# Objective
Please repeat the listing from the line with "white building, placed" to the line with "[(167, 114)]", swapping "white building" for "gray building" and leaving the rest unchanged.

■ ■ ■ ■

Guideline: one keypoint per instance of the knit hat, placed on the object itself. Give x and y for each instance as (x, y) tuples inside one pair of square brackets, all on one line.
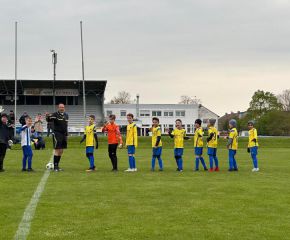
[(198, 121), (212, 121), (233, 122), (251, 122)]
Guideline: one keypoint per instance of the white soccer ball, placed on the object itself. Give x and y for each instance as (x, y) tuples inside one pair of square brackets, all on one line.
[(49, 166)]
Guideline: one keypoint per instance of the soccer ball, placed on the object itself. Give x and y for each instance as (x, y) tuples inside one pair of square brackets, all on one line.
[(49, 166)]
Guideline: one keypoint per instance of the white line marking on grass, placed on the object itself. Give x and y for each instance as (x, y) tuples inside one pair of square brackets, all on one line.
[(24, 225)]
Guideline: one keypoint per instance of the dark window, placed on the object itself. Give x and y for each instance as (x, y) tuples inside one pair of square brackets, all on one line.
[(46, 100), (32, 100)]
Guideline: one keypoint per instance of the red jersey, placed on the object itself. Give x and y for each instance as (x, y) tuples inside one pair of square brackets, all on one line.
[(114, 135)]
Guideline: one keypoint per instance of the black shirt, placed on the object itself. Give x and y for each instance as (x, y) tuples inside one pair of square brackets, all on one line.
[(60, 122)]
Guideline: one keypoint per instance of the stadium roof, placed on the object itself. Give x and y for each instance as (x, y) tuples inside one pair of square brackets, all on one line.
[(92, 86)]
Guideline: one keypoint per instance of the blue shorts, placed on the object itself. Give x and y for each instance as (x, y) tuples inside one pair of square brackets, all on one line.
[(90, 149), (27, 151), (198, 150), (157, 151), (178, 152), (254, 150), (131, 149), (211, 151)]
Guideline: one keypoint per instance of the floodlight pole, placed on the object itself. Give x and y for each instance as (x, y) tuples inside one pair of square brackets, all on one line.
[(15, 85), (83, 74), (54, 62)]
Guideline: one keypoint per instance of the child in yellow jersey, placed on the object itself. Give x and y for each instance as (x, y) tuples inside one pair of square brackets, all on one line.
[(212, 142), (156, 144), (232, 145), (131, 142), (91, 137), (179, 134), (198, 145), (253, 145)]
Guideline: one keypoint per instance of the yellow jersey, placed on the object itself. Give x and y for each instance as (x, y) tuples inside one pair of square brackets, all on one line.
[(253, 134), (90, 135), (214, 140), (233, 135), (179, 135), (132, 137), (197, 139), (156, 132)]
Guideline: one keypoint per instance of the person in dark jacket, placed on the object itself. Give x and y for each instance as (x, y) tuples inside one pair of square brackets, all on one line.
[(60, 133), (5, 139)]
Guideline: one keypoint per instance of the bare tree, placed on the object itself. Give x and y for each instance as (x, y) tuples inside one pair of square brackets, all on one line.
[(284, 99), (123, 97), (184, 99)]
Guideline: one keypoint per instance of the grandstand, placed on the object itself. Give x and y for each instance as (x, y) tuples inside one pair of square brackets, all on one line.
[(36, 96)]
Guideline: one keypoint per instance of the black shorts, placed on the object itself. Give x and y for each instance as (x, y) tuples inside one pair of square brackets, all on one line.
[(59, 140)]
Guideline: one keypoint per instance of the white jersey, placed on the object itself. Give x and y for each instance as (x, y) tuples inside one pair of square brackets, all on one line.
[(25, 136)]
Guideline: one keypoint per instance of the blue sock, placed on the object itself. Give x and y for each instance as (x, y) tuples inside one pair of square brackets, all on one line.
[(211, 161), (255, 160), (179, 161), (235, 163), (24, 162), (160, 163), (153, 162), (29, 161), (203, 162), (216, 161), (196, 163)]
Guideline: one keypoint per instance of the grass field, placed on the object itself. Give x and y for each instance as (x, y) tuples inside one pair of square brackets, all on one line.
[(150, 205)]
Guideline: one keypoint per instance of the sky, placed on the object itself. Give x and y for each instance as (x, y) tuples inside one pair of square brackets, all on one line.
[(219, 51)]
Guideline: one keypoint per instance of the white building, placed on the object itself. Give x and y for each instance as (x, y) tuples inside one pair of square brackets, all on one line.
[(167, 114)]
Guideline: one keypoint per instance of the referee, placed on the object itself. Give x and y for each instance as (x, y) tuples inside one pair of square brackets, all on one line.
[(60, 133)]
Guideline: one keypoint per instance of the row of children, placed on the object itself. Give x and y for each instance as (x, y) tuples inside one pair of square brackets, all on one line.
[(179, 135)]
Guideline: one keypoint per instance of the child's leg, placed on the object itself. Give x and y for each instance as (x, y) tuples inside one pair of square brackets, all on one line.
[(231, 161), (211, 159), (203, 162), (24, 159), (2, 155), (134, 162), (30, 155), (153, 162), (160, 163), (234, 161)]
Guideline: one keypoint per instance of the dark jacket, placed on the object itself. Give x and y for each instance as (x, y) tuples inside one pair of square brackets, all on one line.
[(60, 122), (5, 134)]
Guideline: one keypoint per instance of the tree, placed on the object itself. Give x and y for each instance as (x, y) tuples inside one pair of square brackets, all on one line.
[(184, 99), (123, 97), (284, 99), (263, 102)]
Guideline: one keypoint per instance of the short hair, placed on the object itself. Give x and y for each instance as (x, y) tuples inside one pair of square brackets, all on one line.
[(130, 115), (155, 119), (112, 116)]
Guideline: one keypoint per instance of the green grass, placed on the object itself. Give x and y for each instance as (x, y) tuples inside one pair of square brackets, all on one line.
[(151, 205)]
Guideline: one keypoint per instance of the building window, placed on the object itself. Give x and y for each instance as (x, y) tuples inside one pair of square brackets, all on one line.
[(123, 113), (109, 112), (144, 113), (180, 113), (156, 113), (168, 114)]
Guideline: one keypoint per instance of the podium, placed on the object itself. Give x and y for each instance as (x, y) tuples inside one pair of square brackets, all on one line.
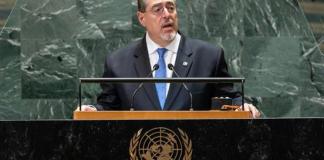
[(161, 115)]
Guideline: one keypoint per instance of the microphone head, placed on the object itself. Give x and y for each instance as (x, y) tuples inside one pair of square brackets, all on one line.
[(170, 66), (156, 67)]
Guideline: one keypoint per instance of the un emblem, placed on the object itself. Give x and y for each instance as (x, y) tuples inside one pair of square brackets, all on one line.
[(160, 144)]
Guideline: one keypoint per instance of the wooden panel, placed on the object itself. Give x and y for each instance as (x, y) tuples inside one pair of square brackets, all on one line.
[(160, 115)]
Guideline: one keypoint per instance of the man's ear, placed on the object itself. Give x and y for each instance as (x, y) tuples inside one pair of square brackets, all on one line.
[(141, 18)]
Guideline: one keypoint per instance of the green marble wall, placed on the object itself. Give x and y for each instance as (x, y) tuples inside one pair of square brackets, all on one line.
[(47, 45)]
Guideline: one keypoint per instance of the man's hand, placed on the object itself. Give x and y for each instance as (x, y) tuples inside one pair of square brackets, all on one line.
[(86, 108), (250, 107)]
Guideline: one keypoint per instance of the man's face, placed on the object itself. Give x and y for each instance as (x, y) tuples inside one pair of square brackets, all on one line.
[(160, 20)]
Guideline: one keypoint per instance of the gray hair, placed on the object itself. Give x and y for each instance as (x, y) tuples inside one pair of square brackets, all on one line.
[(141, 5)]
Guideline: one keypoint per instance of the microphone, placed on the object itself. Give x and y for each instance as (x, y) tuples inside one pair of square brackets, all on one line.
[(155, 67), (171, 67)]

■ ■ ■ ■

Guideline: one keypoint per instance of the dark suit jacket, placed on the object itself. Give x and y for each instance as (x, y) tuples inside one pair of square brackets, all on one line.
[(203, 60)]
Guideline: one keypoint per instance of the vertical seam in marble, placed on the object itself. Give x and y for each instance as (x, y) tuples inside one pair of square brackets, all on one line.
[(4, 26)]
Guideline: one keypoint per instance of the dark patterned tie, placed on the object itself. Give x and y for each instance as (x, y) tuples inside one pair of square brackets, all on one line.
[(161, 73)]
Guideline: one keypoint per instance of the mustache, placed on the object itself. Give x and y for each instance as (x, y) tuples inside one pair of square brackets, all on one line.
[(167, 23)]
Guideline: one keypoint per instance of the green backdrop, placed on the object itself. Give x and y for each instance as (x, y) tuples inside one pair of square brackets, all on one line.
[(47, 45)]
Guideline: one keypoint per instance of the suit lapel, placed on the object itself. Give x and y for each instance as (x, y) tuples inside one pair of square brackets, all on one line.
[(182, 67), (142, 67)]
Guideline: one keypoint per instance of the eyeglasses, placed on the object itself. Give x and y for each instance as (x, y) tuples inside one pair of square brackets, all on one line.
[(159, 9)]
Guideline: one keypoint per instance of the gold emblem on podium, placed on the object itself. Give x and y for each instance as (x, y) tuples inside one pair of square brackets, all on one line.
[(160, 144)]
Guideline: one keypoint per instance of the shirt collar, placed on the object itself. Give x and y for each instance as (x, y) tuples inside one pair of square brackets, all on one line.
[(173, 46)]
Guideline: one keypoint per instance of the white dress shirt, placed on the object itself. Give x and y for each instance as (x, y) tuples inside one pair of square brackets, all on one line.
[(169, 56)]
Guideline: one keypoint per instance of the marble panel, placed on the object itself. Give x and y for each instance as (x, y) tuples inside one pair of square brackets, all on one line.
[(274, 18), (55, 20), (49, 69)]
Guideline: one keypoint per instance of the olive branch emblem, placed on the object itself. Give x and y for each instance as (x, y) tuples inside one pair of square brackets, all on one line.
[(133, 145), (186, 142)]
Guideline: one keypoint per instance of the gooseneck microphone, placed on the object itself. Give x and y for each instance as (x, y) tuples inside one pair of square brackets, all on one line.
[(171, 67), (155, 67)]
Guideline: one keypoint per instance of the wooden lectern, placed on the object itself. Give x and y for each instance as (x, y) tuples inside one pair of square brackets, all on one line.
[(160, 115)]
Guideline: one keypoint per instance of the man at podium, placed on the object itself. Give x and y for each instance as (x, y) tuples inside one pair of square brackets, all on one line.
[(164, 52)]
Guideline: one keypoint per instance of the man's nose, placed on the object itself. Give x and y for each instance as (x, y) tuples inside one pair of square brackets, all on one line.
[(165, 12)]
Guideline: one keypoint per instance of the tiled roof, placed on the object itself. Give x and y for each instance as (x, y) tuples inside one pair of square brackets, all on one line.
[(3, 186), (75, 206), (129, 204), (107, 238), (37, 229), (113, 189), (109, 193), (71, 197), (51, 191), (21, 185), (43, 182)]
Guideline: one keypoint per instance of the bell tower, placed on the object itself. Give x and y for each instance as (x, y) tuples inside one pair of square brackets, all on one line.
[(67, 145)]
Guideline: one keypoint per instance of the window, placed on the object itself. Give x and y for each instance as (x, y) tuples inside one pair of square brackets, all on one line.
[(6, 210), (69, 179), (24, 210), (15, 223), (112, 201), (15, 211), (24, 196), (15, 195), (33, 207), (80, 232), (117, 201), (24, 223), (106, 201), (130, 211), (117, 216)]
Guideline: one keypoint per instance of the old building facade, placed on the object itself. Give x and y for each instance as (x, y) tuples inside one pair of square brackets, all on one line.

■ ■ ■ ■

# Completed task
Guideline: one keypoint per instance of the gray building, placed on the object itself. Give x and y for each instance as (x, y) tuples inside one pair of square brackets, all on one line.
[(167, 114)]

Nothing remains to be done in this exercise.